— Material supplied —
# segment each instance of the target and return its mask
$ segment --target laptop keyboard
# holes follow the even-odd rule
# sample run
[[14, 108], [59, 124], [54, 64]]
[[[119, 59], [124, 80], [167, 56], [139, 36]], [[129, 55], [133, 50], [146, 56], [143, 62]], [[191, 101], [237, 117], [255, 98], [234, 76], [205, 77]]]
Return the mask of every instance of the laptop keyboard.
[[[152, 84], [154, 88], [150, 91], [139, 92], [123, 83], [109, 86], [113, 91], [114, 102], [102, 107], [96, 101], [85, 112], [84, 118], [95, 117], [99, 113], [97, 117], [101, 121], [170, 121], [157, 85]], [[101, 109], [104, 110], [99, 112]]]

— Task instructions —
Copy every one of the rows above exactly, line for line.

— Response to this exercise —
# segment each instance of the target and return its mask
$ segment --target laptop keyboard
# holes follow the even-odd rule
# sample run
[[14, 108], [59, 124], [54, 64]]
[[[119, 59], [124, 80], [167, 56], [139, 36]], [[129, 55], [133, 50], [146, 56], [143, 62]], [[191, 101], [237, 117], [255, 98], [234, 76], [205, 77]]]
Return the mask of every instance of the laptop keyboard.
[[[152, 84], [154, 88], [150, 91], [139, 92], [123, 83], [109, 86], [113, 91], [114, 102], [102, 107], [96, 101], [85, 112], [84, 118], [95, 117], [99, 113], [97, 117], [101, 121], [170, 121], [157, 85]], [[101, 109], [104, 110], [99, 112]]]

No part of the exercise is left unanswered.